Assigned task
Line by line, return the material below exactly as it reads.

Provided material

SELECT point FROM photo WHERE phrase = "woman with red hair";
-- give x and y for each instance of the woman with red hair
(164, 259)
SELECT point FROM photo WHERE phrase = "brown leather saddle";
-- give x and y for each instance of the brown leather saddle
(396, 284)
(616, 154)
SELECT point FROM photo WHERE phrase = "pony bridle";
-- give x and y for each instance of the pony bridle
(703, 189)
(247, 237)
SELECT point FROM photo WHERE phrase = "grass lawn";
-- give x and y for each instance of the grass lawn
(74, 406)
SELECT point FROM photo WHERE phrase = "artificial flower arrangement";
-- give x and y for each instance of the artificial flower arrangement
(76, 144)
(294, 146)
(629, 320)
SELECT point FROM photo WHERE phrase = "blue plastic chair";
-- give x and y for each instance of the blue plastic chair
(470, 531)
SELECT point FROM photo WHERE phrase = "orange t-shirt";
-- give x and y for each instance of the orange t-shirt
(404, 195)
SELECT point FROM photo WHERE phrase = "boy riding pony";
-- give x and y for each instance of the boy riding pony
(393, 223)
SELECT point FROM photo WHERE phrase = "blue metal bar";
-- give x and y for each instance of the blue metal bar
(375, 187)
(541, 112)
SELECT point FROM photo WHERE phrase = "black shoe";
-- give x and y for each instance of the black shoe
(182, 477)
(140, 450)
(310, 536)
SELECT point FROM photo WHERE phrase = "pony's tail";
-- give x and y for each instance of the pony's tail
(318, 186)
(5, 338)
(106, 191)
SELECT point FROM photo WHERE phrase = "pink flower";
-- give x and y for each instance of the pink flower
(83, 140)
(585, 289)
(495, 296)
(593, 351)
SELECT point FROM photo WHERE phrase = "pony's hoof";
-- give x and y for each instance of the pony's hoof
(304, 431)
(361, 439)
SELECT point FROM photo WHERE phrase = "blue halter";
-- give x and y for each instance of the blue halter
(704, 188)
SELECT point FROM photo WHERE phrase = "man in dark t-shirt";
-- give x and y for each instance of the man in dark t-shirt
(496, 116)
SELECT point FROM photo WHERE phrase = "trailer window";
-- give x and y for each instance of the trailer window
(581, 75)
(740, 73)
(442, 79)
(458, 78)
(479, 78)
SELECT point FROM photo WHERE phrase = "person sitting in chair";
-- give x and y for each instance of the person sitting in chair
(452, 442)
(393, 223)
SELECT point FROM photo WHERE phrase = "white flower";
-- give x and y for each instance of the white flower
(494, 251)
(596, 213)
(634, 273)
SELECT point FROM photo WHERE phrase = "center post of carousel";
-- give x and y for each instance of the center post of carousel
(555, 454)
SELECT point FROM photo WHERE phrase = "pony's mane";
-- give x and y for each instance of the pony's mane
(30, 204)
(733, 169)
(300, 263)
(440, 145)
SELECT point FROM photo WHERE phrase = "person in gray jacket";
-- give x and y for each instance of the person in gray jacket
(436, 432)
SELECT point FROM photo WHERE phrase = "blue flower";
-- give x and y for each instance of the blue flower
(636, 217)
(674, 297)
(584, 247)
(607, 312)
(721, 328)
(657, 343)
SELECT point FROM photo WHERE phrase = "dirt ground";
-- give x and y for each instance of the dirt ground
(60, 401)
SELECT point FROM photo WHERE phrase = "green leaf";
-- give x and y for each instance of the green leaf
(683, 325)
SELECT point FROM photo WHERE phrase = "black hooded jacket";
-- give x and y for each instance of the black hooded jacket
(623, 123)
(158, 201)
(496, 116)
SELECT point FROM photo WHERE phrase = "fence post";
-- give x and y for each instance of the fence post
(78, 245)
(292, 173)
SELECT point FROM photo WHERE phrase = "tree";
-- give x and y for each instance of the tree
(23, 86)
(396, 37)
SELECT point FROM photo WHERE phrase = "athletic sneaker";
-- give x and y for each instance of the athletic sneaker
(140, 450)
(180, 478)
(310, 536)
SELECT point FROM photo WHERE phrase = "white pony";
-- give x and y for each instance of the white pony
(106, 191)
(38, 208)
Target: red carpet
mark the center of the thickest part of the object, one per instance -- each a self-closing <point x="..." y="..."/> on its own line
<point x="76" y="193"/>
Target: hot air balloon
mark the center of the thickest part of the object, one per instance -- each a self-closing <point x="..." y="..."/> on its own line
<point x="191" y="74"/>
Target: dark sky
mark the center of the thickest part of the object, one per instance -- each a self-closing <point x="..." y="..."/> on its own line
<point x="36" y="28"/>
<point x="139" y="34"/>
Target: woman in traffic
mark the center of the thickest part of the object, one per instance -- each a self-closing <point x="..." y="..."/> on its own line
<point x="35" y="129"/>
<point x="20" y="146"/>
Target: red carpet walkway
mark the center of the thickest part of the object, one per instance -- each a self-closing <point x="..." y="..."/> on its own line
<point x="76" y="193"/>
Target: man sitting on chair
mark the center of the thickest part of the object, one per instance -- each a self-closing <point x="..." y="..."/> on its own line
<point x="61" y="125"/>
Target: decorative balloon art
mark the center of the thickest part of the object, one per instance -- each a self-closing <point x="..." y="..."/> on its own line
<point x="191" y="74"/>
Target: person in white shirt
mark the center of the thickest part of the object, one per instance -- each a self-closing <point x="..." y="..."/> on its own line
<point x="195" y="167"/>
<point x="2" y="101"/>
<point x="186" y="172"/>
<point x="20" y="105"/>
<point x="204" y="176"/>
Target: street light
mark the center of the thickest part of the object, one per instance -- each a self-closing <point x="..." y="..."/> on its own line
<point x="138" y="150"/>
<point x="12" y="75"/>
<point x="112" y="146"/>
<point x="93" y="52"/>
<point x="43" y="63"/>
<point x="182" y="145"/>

Expected answer
SELECT point FROM photo WHERE phrase = "woman with red hair";
-- give x and y for each instance of the woman with red hair
(164, 259)
SELECT point FROM photo WHERE phrase = "brown leather saddle";
-- give x and y for each instance of the brown leather saddle
(396, 284)
(616, 154)
SELECT point FROM photo WHERE phrase = "pony bridle";
-- give x and y for each instance of the pony bridle
(703, 189)
(247, 237)
SELECT point FROM photo WHERE phrase = "grass lawn";
-- give x and y for each instance of the grass lawn
(74, 406)
SELECT point FROM photo WHERE phrase = "artificial flower arrangement";
-- give x and y for each instance of the artificial flower arrangement
(76, 144)
(294, 146)
(629, 320)
SELECT point FROM photo WHERE phrase = "blue plastic chair";
-- give x and y for each instance of the blue plastic chair
(470, 531)
SELECT point FROM photo WHERE phrase = "orange t-shirt";
-- give x and y for each instance of the orange t-shirt
(404, 195)
SELECT point FROM photo WHERE phrase = "boy riding pony";
-- give x and y for each instance of the boy riding pony
(393, 223)
SELECT point FROM photo WHERE phrase = "blue metal bar";
-- give x and y for each instance of the blue metal bar
(375, 187)
(541, 112)
SELECT point FROM photo WHERE phrase = "black shoe";
-- give x and y for each instance of the black shoe
(182, 477)
(140, 450)
(310, 536)
SELECT point FROM photo WHERE phrase = "pony's tail";
-- give x and y for each instance of the pony's tail
(318, 186)
(5, 338)
(106, 191)
SELECT point FROM photo WHERE phrase = "pink flower";
-- give x and y for each instance of the pink flower
(83, 140)
(585, 289)
(495, 296)
(593, 351)
SELECT point FROM photo WHERE phrase = "pony's hoof";
-- give x and y for each instance of the pony's hoof
(304, 431)
(361, 439)
SELECT point FROM photo WHERE phrase = "blue halter";
-- give x and y for each instance of the blue halter
(704, 188)
SELECT point FROM photo WHERE phrase = "man in dark t-shirt";
-- give x and y for each instance of the man in dark t-shirt
(496, 116)
SELECT point FROM photo WHERE phrase = "trailer window";
-- give x and y for each instance of the trailer window
(581, 75)
(740, 73)
(442, 79)
(458, 78)
(479, 78)
SELECT point FROM photo WHERE phrase = "person sitting in chair";
-- give x and y for each instance of the person sitting in chair
(452, 442)
(393, 223)
SELECT point FROM photo WHERE phrase = "white flower";
-- give x and y for each instance of the white flower
(494, 251)
(596, 213)
(634, 273)
SELECT point FROM photo WHERE phrase = "center post of carousel";
-- give x and y for each instance of the center post of carousel
(555, 454)
SELECT point FROM photo WHERE phrase = "pony's mane";
-- give x and y for each instance of the pony's mane
(30, 204)
(733, 169)
(300, 263)
(440, 145)
SELECT point FROM photo WHERE phrase = "person in gray jacket";
-- give x and y for each instance of the person in gray jacket
(436, 432)
SELECT point FROM photo WHERE phrase = "blue flower";
-- give x and y for each instance of the blue flower
(636, 217)
(674, 297)
(584, 247)
(607, 312)
(721, 328)
(657, 343)
SELECT point FROM photo WHERE phrase = "dirt ground";
-- give x and y for each instance of the dirt ground
(60, 401)
SELECT point FROM photo WHERE phrase = "green leaf";
-- give x and y for each instance of the green leaf
(683, 325)
SELECT point FROM photo WHERE phrase = "black hooded jacket";
-- give x and y for each instance of the black hooded jacket
(623, 123)
(158, 201)
(496, 116)
SELECT point FROM photo WHERE phrase = "fence post";
-- give x and y for each instance of the fence post
(78, 245)
(292, 173)
SELECT point FROM photo WHERE phrase = "tree";
-- give x and y for each instance of the tree
(23, 86)
(396, 37)
SELECT point FROM photo WHERE phrase = "athletic sneaker";
-- give x and y for each instance of the athletic sneaker
(140, 450)
(180, 478)
(310, 536)
SELECT point FROM photo WHERE phrase = "white pony";
-- give x and y for each instance of the white pony
(106, 191)
(38, 208)
Target: red carpet
mark the center of the thickest part of the object, one per instance -- each a self-closing <point x="..." y="..."/> on its own line
<point x="76" y="193"/>
Target: hot air balloon
mark the center of the thickest part of the object, one per instance -- each a self-closing <point x="..." y="..."/> on its own line
<point x="191" y="74"/>
Target: dark sky
mark the center of the thickest part of the object, one per instance -- each a self-closing <point x="..." y="..."/> on its own line
<point x="36" y="28"/>
<point x="139" y="34"/>
Target: woman in traffic
mark the center of the thickest part of the object, one per instance -- each a self-closing <point x="..." y="..."/> on its own line
<point x="35" y="129"/>
<point x="20" y="146"/>
Target: red carpet walkway
mark the center of the thickest part of the object, one per instance -- each a self-closing <point x="..." y="..."/> on its own line
<point x="76" y="193"/>
Target: man sitting on chair
mark the center of the thickest part of the object, one per instance -- each a self-closing <point x="..." y="..."/> on its own line
<point x="61" y="125"/>
Target: decorative balloon art
mark the center of the thickest part of the object, one per instance -- each a self-closing <point x="..." y="..."/> on its own line
<point x="191" y="74"/>
Target: person in white shirt
mark the center of the thickest part of the object, one per instance -- each a self-closing <point x="..." y="..."/> on its own line
<point x="195" y="167"/>
<point x="2" y="101"/>
<point x="186" y="172"/>
<point x="20" y="105"/>
<point x="204" y="176"/>
Target: street light
mark the center of the thickest part of the object, one per instance -- each a self-closing <point x="..." y="..."/> on its own line
<point x="138" y="150"/>
<point x="12" y="75"/>
<point x="112" y="146"/>
<point x="93" y="52"/>
<point x="43" y="63"/>
<point x="182" y="145"/>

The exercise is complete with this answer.